■ **Source data**:
☆ ☆ ☆

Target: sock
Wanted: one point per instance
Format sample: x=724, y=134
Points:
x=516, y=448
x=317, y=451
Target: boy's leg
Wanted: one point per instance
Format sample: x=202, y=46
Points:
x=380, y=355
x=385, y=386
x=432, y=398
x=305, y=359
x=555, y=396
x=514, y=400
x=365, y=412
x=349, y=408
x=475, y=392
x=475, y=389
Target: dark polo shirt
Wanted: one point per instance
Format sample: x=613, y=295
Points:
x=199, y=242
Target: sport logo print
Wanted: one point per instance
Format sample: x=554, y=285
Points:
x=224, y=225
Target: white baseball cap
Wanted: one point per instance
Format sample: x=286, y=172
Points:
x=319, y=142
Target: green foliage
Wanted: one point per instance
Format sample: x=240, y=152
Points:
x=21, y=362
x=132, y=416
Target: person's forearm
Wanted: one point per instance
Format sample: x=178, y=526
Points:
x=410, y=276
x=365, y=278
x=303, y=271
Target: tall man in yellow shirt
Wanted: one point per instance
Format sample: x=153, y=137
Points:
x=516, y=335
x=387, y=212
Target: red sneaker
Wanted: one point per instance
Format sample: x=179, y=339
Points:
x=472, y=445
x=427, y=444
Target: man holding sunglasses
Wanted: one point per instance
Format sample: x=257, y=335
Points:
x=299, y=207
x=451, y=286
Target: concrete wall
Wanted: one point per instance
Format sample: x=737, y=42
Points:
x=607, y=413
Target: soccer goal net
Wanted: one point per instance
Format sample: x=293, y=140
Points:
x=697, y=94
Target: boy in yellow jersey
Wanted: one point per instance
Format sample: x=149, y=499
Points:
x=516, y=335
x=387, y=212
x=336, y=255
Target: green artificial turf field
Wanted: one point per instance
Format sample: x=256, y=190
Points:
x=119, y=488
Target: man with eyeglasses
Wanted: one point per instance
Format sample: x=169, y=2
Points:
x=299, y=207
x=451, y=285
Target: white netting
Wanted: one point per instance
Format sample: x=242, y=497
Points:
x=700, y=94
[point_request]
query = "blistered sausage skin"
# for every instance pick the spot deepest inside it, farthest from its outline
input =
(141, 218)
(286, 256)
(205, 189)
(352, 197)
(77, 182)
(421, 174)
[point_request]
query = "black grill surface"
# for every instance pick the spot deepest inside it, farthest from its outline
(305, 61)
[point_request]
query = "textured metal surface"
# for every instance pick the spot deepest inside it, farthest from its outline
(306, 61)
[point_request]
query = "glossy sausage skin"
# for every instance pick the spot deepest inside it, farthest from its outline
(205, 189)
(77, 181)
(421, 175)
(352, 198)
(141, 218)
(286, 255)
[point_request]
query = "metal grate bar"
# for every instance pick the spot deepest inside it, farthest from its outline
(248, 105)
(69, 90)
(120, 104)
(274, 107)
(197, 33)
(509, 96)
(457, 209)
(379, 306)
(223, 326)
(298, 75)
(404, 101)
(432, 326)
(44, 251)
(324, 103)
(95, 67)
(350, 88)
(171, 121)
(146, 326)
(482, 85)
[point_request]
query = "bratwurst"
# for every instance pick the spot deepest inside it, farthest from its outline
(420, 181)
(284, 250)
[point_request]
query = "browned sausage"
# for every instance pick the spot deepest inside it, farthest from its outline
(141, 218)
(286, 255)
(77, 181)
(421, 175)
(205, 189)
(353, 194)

☆ ☆ ☆

■ **Work instructions**:
If a line in the records includes the string "sausage", copy it.

■ **Final answer**:
query = "blistered sausage skin"
query = "glossy sausage skin"
query = "browned sausage"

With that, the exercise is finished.